===== PROVIDED TEXT =====

Monday, September 26, 2022

Law on Mutual Legal Assistance under scrutiny

Updated: 17:29’ - 01/10/2014

The Law on Mutual Legal Assistance would be revised to improve its effectiveness, pending the development of separate laws regulating different aspects of mutual legal assistance in the future.

This is the conclusion of a conference held in Hanoi on September 30 by the Ministry of Justice to evaluate the implementation of the Law on Mutual Legal Assistance.

Vietnam - Australia sign the Agreement on Mutual Assistance in Criminal Matters __ Photo: VNA

Enacted in 2008, the law was the country’s first-ever law providing for mutual legal assistance. After six years of implementation, the law has created a legal foundation for mutual legal assistance in the four
fields of civil law, criminal law, extradition and transfer of convicts.

The law is also regarded as an important step in Vietnam’s international cooperation efforts in the justice sector, serving as a ground for the country’s conclusion of and accession to numerous mutual, regional and international legal agreements and treaties.

From January 2008 to the end of June 2014, the Ministry of Justice received 14,842 judicial entrustment requests from Vietnamese agencies to deal with legal matters in other countries, of which 5,193 had been replied. Out of the replies, 540 came from countries which have signed mutual legal assistance agreements with Vietnam. Statistics show that replies from countries with agreements with Vietnam accounted for 39 percent, while replies from nations without bilateral agreements accounted for 34.5 percent.

===== RECORD EXTRACTS =====

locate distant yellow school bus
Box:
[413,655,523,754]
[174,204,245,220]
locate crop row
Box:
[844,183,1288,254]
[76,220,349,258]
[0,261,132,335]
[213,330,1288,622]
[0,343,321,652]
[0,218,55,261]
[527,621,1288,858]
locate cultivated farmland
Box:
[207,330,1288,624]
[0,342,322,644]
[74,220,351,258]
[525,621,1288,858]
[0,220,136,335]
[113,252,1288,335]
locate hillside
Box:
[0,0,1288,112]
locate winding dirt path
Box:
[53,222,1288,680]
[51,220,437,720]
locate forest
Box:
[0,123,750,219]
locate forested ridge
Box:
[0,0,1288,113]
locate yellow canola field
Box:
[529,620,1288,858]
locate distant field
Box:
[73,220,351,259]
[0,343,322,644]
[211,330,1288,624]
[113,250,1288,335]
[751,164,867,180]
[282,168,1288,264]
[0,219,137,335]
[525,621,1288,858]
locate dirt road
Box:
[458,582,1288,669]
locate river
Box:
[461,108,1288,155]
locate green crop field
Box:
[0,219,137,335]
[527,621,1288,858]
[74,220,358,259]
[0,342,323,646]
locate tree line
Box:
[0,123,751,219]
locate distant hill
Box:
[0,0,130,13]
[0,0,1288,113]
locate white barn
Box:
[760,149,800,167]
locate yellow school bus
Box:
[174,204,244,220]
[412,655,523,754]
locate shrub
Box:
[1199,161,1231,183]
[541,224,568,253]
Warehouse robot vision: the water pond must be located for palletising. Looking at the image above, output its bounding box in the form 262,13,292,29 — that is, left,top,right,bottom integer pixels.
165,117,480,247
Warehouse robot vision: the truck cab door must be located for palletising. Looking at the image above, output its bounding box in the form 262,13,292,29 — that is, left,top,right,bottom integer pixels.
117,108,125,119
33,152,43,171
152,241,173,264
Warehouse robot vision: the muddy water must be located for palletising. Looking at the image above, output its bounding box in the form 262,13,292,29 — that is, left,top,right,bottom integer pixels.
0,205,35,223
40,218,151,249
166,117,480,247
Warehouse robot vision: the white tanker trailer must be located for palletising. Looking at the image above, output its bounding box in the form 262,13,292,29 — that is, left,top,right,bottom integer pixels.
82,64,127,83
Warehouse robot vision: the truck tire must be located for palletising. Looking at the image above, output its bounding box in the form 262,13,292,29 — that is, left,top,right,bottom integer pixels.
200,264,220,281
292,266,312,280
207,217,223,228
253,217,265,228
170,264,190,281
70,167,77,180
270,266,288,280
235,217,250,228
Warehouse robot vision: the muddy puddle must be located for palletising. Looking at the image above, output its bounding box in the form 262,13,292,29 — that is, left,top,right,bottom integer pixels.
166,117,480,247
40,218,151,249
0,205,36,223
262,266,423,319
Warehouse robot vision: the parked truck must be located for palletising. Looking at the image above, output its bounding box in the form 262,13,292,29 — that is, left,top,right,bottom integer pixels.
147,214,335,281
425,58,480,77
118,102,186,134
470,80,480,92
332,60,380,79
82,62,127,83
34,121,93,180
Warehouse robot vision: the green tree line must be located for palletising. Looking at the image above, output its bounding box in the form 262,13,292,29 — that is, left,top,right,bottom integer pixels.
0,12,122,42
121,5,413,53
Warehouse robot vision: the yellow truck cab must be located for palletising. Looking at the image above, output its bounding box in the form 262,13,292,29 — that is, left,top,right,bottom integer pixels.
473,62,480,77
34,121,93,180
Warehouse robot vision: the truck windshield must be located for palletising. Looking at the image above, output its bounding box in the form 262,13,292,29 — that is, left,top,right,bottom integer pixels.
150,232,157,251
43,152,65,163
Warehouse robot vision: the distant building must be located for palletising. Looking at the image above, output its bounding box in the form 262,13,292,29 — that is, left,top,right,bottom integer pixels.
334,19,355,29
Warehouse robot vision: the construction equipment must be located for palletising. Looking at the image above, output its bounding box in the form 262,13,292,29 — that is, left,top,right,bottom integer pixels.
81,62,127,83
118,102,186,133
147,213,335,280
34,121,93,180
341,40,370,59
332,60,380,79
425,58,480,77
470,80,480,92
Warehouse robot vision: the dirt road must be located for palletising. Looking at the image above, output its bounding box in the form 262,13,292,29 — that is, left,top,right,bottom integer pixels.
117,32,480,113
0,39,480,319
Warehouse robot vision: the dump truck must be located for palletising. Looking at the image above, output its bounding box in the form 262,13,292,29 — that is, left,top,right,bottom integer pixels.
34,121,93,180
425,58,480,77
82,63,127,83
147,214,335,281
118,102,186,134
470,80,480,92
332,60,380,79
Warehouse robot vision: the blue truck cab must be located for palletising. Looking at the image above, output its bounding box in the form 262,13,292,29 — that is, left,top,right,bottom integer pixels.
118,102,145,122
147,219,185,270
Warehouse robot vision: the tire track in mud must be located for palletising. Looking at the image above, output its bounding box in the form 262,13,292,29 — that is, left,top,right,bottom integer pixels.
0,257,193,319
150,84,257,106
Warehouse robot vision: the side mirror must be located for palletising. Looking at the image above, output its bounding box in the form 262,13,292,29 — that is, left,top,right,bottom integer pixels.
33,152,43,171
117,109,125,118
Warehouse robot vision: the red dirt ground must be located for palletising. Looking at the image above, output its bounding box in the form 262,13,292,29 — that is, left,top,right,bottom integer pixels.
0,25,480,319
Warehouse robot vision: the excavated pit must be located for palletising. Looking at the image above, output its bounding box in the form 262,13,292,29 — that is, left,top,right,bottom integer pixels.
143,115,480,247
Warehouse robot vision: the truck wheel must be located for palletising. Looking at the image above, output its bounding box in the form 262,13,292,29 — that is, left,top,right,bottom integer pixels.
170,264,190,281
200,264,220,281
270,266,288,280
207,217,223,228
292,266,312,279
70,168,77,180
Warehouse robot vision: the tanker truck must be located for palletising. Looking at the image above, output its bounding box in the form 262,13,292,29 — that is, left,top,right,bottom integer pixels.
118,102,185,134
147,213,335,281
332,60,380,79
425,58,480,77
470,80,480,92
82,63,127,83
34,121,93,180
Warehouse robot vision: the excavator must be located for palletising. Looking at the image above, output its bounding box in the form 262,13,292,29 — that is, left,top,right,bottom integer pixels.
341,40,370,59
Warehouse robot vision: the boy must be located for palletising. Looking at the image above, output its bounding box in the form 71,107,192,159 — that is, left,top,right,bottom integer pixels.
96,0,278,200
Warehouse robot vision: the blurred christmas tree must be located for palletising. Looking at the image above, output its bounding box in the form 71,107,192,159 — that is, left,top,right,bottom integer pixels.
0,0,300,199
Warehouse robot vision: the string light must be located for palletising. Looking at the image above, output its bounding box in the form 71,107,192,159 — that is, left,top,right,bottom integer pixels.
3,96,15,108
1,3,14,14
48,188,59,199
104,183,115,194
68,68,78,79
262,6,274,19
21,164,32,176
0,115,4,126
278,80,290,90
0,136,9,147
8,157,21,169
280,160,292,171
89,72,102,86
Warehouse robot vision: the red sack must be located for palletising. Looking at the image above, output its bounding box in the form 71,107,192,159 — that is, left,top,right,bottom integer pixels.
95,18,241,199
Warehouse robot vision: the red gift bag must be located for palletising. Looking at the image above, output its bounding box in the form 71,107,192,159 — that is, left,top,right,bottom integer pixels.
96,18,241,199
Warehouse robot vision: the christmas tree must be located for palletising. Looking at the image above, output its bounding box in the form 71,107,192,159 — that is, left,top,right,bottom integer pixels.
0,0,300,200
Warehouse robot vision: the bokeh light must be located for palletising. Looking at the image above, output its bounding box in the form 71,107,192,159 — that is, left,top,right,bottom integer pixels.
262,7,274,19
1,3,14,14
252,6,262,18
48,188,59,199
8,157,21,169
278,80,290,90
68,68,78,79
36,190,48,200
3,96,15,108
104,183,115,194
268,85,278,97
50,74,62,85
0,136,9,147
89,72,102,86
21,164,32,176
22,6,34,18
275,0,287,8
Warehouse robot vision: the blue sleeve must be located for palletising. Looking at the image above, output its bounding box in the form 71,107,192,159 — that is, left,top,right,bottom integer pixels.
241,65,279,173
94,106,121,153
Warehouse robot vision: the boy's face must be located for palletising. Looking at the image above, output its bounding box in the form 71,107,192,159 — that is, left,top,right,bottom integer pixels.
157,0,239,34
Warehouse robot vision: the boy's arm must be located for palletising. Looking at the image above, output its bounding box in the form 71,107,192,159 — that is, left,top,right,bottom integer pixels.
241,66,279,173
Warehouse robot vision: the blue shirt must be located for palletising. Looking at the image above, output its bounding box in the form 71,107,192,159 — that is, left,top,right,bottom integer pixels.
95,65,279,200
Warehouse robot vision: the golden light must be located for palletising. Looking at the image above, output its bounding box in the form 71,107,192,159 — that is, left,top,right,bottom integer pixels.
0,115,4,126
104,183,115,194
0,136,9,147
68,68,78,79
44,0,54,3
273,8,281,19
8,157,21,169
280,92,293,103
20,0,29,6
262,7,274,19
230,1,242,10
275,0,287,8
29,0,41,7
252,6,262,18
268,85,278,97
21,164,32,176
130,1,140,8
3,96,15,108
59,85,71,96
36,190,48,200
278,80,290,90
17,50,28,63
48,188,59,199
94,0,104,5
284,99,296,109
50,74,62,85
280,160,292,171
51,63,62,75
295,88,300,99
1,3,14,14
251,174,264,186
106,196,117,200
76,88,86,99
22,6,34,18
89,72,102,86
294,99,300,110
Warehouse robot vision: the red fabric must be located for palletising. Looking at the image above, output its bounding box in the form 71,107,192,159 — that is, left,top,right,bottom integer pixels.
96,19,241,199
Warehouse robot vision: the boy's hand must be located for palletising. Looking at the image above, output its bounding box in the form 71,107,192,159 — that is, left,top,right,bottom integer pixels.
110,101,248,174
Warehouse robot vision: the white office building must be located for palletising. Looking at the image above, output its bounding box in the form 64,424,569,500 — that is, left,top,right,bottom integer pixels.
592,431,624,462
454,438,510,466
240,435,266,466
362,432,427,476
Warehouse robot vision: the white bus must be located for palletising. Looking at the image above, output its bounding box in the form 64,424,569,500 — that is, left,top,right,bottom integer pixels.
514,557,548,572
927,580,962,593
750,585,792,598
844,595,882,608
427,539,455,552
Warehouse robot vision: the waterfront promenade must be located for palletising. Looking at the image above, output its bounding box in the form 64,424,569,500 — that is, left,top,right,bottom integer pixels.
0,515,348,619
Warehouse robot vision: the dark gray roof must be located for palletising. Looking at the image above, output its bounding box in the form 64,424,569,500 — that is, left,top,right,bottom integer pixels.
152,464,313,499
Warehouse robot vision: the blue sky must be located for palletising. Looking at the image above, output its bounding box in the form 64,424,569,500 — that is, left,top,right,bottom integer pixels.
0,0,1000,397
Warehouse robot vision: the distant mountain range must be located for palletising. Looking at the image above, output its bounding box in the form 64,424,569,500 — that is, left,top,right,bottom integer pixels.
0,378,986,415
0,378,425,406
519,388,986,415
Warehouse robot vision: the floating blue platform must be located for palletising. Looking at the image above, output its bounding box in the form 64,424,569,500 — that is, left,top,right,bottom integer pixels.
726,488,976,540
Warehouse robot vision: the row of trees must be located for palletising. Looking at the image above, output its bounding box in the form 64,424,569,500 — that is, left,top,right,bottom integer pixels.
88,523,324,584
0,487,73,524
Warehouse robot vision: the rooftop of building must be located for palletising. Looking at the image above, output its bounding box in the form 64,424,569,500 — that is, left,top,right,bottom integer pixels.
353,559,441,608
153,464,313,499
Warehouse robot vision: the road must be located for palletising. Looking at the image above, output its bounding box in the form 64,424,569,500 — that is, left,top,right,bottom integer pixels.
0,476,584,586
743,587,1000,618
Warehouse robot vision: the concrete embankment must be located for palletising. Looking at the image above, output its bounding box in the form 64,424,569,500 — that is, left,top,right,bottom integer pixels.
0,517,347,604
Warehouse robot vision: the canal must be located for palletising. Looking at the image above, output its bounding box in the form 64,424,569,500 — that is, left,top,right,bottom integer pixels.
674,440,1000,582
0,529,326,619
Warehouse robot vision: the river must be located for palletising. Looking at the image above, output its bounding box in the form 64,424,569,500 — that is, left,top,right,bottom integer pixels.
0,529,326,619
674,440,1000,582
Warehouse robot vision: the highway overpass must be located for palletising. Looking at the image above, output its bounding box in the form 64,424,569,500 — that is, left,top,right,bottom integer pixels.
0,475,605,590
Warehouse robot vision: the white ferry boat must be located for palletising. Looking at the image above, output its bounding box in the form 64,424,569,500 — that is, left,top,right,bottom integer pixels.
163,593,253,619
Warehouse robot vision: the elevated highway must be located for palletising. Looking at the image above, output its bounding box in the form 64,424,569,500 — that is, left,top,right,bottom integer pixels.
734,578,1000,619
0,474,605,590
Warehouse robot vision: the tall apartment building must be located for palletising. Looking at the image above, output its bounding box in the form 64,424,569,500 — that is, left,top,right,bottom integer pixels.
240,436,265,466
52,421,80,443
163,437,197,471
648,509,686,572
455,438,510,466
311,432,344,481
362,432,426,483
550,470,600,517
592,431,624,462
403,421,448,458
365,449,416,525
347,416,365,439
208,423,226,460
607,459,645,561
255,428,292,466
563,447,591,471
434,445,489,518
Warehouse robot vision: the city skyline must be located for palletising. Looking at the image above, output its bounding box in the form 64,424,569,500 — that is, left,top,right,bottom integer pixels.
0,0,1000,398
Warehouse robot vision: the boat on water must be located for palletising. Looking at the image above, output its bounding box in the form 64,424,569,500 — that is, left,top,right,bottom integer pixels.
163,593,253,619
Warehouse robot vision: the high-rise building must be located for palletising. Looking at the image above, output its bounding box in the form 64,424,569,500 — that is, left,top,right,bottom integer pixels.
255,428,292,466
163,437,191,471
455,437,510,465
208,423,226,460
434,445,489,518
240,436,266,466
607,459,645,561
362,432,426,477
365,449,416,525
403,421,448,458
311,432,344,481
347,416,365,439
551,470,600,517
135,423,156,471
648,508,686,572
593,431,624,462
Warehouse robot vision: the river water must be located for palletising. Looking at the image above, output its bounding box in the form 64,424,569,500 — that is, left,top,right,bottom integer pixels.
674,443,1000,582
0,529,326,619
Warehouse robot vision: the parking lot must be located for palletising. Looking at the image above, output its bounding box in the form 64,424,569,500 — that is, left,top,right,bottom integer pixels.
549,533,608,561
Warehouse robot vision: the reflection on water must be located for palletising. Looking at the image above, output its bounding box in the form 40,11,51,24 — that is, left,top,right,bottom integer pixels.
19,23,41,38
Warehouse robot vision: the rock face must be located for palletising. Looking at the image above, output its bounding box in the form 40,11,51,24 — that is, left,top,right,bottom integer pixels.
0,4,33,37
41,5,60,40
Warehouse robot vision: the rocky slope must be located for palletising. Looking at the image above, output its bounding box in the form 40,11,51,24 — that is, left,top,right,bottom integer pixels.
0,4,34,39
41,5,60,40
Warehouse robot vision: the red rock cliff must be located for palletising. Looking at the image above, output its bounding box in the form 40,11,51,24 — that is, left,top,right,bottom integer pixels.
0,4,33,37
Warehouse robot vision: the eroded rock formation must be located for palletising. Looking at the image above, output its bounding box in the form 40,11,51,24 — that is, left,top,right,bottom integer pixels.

=====

TASK DESCRIPTION> Please retype the part of the mutual legal assistance article from "The law is also" to "agreements and treaties.". The data has no connection to the article on the Law on Mutual Legal Assistance.

WRITTEN SOLUTION>
The law is also regarded as an important step in Vietnam’s international cooperation efforts in the justice sector, serving as a ground for the country’s conclusion of and accession to numerous mutual, regional and international legal agreements and treaties.